**Documento**
________________________

Per quanto riguarda le misure di stoccaggio pubblico per scopi legati alla sicurezza alimentare, a Nairobi i paesi membri si impegnano a trovare una soluzione permanente alla questione. Questa richiesta è stata mossa dai paesi in via di sviluppo del cosiddetto G33 (di cui fanno parte, tra gli altri, Cina, India ed Indonesia), i quali sostengono che le regole attuali pongono problemi ai paesi in via di sviluppo per l’acquisto a prezzi amministrati di cibo per i programmi di sicurezza alimentare. Infatti, gli impegni Wto per il sostegno interno sono calcolati sulla base della differenza tra prezzi interni e di prezzi mondiali di riferimento, questi ultimi fissati agli anni 1986-1988. Nel tempo, ed in generale in una situazione di prezzi agricoli “alti”, questi prezzi esterni di riferimento “bassi” sono divenuti del tutto obsoleti, e l’importo del sostegno calcolato con questo meccanismo è aumentato in modo non coerente con l’effettiva applicazione di queste politiche. A questo problema di fondo si aggiunge il fatto che quei paesi per cui livello della scatola gialla è fissato a zero, come l’India, possono erogare sostegno solamente nell’ambito di quanto previsto dalla clausola de minimis.

________________________

**Cosa si richiede**
A. Secondo il testo sullo stoccaggio pubblico, a quali anni sono fissati i prezzi mondiali di riferimento?
B. Elenchi tutti i paesi citati per nome nel testo sullo stoccaggio pubblico.
C. Prosegua il testo sullo stoccaggio pubblico dopo l'ultima frase riportata.
I record non sono necessari per svolgere l'esercizio.

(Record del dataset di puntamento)
________________________

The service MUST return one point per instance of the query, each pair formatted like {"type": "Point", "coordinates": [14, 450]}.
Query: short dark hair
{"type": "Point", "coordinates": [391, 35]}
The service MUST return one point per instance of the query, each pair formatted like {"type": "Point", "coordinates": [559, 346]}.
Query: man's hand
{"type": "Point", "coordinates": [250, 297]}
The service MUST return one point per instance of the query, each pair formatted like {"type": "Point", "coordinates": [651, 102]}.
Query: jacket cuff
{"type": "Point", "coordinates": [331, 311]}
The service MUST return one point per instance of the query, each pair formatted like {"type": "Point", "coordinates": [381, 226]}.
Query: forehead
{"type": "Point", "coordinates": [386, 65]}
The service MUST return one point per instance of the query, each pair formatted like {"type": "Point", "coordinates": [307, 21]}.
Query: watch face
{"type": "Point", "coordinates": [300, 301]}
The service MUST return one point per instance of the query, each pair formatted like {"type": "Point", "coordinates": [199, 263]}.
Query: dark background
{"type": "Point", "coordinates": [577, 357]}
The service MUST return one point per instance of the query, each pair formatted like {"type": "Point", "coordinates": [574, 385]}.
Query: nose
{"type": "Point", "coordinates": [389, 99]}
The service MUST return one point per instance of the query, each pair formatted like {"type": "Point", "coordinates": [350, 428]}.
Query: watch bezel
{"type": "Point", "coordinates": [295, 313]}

________________________

**Risposte attese**
A. Agli anni 1986-1988.

B. Cina, India, Indonesia

C.
A Bali, nel 2013, i paesi in via di sviluppo avevano ottenuto la possibilità di mantenere i programmi per lo stoccaggio pubblico anche al di là del limite Wto, nell’attesa di trovare una soluzione entro la conferenza ministeriale del 2017 (vedi Finestra sul WTO, marzo 2014). Una successiva decisione del novembre 2014 ha prorogato questa possibilità a tempo indeterminato, rimuovendo la scadenza del 2017 (vedi oltre nel testo). La dichiarazione ministeriale prende nota della decisione di Bali del 2013, e conferma la decisione del 2014, notando che si terranno negoziati su questo tema in sessioni dedicate, separatamente dai negoziati del Doha Round.
Il G33 è stato promotore anche del tema del meccanismo speciale di salvaguardia per i paesi in via di sviluppo. Viene qui confermata la possibilità di ricorrere ad aumenti temporanei delle tariffe in caso di aumento improvviso delle importazioni, come stabilito nella dichiarazione ministeriale di Hong Kong. Su questo tema, estremamente controverso e tra le cause del fallimento dei negoziati del 2008 (vedi Finestra sul WTO, settembre 2008), non è stata però raggiunta ancora alcuna soluzione.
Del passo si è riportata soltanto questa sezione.